◆ **The request**:
Turn the items below into a Markdown table with two columns, No. and Line, so that each non-blank line gets its own numbered row. Leave the pictures out of the table.

##### Supplied data

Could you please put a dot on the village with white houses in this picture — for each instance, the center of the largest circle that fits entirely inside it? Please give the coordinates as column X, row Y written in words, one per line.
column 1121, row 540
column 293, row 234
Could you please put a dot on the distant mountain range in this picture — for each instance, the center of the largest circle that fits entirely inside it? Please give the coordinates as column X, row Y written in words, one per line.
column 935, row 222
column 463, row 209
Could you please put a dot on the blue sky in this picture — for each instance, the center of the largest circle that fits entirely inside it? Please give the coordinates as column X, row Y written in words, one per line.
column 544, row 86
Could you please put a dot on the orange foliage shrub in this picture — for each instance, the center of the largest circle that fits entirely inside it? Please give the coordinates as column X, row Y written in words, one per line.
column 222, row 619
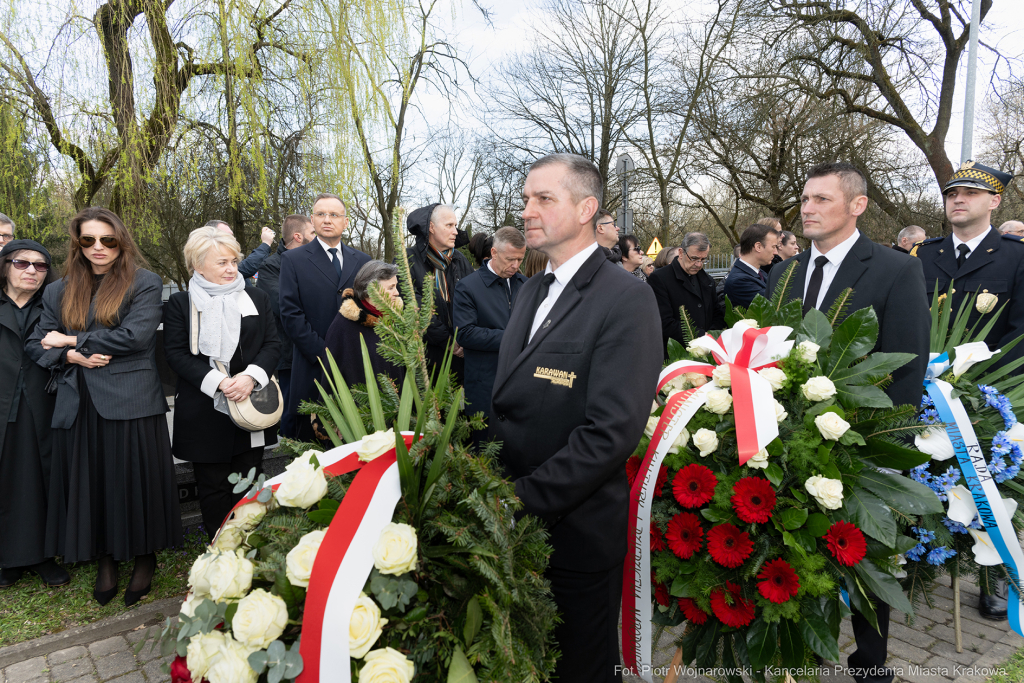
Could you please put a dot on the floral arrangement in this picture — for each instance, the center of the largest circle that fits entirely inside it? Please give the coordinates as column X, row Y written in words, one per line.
column 754, row 556
column 955, row 540
column 452, row 585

##########

◆ **The answer**:
| No. | Line |
|---|---|
| 1 | Could you please put a dot on the village with white houses in this picture — for each instance, the center of the largest circle that fits entirely inside it? Please give the coordinates as column X, row Y written in words, one per line. |
| 2 | column 1121, row 540 |
| 3 | column 293, row 234 |
| 4 | Could you please put a dot on the distant mountain range in this picture — for each instance, the center of the largest circle that fits entirely inside it? Please give the coordinates as column X, row Y written in words, one per line. |
| 5 | column 935, row 222 |
| 6 | column 463, row 209 |
| 7 | Could you please put a dot on the blue sky in this picture — for each instance, the center of the largest circle that fits entirely inside it? Please give the coordinates as column X, row Y written in words, one per line. |
| 8 | column 544, row 86 |
| 9 | Could you please put a dot on the orange foliage shrub in this picture — for each instance, the center of the largest circle that fits entirely inside it? Please give the coordinates as column X, row Y written in words, one per line. |
| 10 | column 222, row 619 |
| 11 | Could you please put a dot on the floral arrangement in this picture — for each instance, the center of the largest circle that fits entirely inside it? Please give the coordinates as column X, row Y written in words, one per line. |
| 12 | column 754, row 556 |
| 13 | column 955, row 540 |
| 14 | column 452, row 585 |